* begin *

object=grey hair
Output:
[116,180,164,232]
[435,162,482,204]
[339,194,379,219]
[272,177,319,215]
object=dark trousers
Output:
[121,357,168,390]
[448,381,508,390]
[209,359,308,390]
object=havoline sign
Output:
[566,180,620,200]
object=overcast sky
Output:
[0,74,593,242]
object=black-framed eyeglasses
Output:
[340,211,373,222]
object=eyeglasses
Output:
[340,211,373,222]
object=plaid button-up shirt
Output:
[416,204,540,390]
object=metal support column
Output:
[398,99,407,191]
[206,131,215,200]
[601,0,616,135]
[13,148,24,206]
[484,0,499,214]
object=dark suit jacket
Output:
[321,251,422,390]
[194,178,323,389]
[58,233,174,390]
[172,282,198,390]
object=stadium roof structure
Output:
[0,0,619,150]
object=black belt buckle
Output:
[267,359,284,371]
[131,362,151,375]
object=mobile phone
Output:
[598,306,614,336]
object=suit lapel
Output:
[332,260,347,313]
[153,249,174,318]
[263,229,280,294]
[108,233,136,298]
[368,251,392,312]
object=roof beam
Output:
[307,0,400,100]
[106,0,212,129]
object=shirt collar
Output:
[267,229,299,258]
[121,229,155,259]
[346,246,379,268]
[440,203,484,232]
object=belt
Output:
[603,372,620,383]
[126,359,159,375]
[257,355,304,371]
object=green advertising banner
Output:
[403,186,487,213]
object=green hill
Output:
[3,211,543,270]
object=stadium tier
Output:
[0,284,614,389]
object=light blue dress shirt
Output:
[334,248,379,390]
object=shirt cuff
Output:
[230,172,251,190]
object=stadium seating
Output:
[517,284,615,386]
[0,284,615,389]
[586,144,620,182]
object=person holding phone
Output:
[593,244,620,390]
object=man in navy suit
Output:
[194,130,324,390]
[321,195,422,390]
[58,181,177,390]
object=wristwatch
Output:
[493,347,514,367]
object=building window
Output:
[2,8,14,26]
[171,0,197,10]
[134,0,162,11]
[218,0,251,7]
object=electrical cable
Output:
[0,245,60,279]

* end *

◆ **Short exercise**: Reproduce the data verbatim, beginning at its first line and ending with the line that contains "[218,0,251,7]", including both of these lines.

◆ **Solved exercise**:
object=grey hair
Output:
[116,180,164,232]
[435,162,482,204]
[339,194,379,219]
[272,177,319,215]
object=dark trousers
Output:
[121,357,168,390]
[448,381,508,390]
[209,359,308,390]
object=havoline sign
Output:
[566,180,620,200]
object=overcast sky
Output:
[0,74,593,242]
object=black-framed eyeglasses
Output:
[340,211,373,222]
object=eyeglasses
Output:
[340,211,373,222]
object=plaid button-up shirt
Output:
[416,204,540,390]
object=metal support column
Output:
[398,99,407,191]
[206,131,215,200]
[601,0,616,135]
[13,148,24,206]
[484,0,499,214]
object=dark suit jacket
Output:
[321,251,422,390]
[194,178,323,389]
[58,233,174,390]
[172,282,198,390]
object=stadium roof structure
Output:
[0,0,619,150]
object=black belt buckle
Output:
[267,359,284,371]
[131,362,151,375]
object=mobile phone
Output:
[598,306,614,336]
object=suit lapel
Output:
[332,260,347,313]
[153,249,174,318]
[263,229,280,294]
[108,233,136,298]
[368,251,392,312]
object=roof beam
Output:
[307,0,400,100]
[106,0,212,129]
object=shirt collar
Output:
[267,229,299,258]
[121,229,155,259]
[346,246,379,268]
[440,203,484,232]
object=belt
Output:
[603,372,620,383]
[126,359,159,375]
[257,355,304,371]
object=green advertising banner
Output:
[403,186,487,213]
object=green hill
Output:
[3,211,543,270]
object=stadium tier
Output:
[0,284,614,389]
object=light blue dress shirt
Output:
[334,248,379,390]
object=shirt cuff
Output:
[230,172,251,190]
object=stadium seating
Output:
[517,284,615,386]
[0,284,615,389]
[586,144,620,182]
object=person holding phone
Output:
[593,244,620,390]
object=man in navy suit
Output:
[194,130,324,390]
[321,195,422,390]
[58,181,177,390]
object=wristwatch
Output:
[493,347,514,367]
object=building window
Output:
[2,8,14,26]
[171,0,197,10]
[134,0,162,11]
[218,0,251,7]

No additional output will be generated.